◆ Exercise requirements
Write out, without any change, the lines of the records below from the line containing "Would you mind pointing at the green mountain" through the line containing "column 346, row 625", including both of those lines.

++++++++

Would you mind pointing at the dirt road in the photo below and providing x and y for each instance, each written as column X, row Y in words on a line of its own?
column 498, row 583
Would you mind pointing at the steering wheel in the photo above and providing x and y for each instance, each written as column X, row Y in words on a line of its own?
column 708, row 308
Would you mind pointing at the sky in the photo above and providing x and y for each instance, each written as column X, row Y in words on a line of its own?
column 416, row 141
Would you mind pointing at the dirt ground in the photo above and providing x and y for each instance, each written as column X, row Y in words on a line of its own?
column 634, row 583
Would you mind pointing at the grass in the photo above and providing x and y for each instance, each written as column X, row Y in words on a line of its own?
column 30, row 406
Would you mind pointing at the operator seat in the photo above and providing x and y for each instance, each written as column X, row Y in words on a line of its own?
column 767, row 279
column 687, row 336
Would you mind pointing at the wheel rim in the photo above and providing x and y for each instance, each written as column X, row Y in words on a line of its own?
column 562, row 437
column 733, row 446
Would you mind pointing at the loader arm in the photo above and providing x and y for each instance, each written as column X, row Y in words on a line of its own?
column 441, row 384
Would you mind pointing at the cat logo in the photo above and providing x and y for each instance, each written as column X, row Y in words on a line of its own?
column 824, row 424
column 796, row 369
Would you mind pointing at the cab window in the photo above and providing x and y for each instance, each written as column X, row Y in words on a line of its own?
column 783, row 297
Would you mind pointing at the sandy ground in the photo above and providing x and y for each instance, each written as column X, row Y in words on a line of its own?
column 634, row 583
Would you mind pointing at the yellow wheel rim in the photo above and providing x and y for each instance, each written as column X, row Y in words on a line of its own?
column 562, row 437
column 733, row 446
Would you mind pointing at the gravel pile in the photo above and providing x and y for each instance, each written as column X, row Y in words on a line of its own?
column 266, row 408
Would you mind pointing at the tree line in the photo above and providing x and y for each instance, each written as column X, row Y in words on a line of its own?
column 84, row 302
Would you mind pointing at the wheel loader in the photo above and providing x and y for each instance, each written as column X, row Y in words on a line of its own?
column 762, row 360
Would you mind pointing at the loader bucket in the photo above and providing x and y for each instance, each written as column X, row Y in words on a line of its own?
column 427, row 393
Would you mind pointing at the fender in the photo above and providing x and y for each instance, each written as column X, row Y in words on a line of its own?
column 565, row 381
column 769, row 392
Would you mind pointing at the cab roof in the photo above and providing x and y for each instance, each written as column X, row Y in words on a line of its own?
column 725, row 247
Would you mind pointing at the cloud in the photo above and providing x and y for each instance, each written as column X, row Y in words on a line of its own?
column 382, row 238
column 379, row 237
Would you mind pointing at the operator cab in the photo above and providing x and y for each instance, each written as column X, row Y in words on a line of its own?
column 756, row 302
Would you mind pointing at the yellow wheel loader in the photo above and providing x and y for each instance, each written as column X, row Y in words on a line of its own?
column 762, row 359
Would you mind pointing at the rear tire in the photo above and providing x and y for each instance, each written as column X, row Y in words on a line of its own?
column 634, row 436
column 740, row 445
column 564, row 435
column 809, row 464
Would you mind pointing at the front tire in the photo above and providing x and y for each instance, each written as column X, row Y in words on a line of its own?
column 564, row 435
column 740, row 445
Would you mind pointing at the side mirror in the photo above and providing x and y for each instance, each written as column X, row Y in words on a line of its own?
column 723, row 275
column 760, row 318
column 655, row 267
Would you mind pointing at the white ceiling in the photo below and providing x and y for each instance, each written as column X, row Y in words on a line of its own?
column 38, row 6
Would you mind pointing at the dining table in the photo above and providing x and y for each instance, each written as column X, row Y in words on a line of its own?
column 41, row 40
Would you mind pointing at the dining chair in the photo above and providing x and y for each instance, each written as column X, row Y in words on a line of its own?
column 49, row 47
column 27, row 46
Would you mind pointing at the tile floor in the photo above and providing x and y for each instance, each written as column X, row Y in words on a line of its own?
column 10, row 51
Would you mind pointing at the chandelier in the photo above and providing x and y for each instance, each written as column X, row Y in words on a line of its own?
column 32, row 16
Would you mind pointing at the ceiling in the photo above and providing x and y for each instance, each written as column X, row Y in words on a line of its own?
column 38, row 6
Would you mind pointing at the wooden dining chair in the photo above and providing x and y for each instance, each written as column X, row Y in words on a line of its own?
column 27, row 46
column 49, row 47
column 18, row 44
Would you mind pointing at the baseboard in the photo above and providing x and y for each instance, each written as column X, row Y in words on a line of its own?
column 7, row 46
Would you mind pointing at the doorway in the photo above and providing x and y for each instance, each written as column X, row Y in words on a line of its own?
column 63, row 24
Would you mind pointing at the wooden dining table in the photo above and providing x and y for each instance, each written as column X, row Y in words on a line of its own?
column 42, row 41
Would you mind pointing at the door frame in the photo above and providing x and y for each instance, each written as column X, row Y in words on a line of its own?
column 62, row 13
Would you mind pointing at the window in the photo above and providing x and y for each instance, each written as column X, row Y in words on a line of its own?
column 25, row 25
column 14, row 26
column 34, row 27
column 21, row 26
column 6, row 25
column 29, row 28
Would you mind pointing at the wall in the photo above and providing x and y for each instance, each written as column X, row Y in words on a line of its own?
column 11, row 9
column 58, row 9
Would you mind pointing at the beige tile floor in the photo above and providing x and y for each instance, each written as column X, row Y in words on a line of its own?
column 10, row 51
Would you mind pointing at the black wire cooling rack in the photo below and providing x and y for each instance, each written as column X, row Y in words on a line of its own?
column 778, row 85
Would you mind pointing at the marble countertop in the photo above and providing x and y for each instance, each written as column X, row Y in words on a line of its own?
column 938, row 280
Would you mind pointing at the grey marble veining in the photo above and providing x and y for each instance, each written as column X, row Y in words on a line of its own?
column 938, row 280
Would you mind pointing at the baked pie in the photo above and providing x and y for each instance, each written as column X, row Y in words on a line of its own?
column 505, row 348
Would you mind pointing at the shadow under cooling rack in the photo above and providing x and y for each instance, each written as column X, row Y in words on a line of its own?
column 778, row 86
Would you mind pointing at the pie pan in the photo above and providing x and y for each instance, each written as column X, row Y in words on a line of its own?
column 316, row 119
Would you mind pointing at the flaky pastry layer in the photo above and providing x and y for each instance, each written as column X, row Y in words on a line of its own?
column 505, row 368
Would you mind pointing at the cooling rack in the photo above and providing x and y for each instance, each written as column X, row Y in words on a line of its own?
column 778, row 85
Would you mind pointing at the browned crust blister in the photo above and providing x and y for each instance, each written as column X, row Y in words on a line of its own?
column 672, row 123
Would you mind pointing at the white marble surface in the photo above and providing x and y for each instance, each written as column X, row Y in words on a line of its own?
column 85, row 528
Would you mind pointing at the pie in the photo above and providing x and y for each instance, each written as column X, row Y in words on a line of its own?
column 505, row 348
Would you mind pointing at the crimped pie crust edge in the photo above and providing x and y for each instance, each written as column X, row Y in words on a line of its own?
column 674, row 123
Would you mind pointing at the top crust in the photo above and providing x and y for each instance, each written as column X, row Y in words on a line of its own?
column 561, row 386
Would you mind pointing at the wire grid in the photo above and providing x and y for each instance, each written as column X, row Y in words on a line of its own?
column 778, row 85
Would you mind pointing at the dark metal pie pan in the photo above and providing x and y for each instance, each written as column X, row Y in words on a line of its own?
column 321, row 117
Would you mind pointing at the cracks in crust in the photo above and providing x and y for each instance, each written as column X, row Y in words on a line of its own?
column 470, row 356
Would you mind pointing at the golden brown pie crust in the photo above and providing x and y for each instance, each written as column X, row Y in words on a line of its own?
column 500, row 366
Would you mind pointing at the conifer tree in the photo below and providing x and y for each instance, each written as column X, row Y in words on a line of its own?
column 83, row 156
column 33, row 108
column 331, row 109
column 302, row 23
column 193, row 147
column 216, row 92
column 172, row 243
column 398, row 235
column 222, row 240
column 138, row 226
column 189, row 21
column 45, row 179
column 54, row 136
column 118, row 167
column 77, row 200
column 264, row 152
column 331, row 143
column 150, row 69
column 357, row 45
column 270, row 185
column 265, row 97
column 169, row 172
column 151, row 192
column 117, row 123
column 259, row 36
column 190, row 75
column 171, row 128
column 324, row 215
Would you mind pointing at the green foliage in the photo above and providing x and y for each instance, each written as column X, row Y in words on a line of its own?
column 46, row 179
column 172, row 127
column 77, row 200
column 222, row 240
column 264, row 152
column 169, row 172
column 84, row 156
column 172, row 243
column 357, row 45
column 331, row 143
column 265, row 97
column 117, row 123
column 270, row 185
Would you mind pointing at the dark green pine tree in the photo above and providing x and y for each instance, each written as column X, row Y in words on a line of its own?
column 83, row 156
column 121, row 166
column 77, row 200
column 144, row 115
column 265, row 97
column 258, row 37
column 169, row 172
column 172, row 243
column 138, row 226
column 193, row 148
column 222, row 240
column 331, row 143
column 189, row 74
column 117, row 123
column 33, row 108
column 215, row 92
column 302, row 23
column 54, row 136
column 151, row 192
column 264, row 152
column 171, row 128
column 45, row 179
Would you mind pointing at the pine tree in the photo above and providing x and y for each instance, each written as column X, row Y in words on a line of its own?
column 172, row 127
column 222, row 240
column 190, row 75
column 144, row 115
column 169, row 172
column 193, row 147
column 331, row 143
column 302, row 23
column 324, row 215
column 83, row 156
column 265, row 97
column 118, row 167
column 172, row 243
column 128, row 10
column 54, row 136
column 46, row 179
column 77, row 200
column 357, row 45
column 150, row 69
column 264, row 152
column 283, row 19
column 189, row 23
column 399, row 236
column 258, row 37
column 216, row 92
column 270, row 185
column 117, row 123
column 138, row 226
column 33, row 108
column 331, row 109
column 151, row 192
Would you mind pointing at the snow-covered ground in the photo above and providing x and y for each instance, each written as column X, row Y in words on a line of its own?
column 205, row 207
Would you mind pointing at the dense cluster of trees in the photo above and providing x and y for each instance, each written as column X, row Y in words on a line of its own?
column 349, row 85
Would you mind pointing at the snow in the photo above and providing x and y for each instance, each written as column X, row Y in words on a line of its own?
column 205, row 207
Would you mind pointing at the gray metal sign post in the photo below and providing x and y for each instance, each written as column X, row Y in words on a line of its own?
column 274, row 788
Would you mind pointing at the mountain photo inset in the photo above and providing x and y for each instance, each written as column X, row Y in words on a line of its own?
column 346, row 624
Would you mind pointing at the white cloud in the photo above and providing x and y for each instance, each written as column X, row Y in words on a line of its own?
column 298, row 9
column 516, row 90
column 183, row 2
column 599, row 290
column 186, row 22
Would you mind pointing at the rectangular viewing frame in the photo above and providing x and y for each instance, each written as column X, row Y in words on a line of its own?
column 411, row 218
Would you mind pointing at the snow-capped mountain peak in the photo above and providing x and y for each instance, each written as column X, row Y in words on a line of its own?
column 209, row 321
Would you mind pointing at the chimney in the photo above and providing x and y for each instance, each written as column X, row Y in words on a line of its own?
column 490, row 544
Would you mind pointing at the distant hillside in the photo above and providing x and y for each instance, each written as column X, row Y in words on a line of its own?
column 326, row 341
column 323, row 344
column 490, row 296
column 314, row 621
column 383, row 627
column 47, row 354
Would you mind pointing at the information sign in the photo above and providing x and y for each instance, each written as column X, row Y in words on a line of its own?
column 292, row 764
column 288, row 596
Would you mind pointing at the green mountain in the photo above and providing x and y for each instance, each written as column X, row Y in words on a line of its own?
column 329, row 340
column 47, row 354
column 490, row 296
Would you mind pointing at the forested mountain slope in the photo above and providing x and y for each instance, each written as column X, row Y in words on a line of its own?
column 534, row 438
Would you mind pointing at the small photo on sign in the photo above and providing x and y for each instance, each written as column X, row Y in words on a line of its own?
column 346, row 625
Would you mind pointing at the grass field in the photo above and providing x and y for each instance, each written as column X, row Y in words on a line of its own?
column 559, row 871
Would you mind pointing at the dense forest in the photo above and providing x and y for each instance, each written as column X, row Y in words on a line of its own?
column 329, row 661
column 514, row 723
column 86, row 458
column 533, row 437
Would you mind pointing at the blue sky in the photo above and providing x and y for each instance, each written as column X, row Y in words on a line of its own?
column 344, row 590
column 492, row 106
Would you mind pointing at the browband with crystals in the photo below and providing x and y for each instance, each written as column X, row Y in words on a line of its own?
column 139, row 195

++++++++

◆ Output for this exercise
Would you mind pointing at the green mountain in the photo above and providing x and y for each instance, each written as column X, row Y in words on a line of its own?
column 329, row 340
column 47, row 354
column 490, row 296
Would you mind pointing at the forested mountain slope in the photo above and providing x and y for each instance, each written as column X, row Y in words on a line of its own?
column 534, row 438
Would you mind pointing at the small photo on sign in the photo above and providing x and y for each instance, each written as column X, row Y in words on a line of its own?
column 346, row 625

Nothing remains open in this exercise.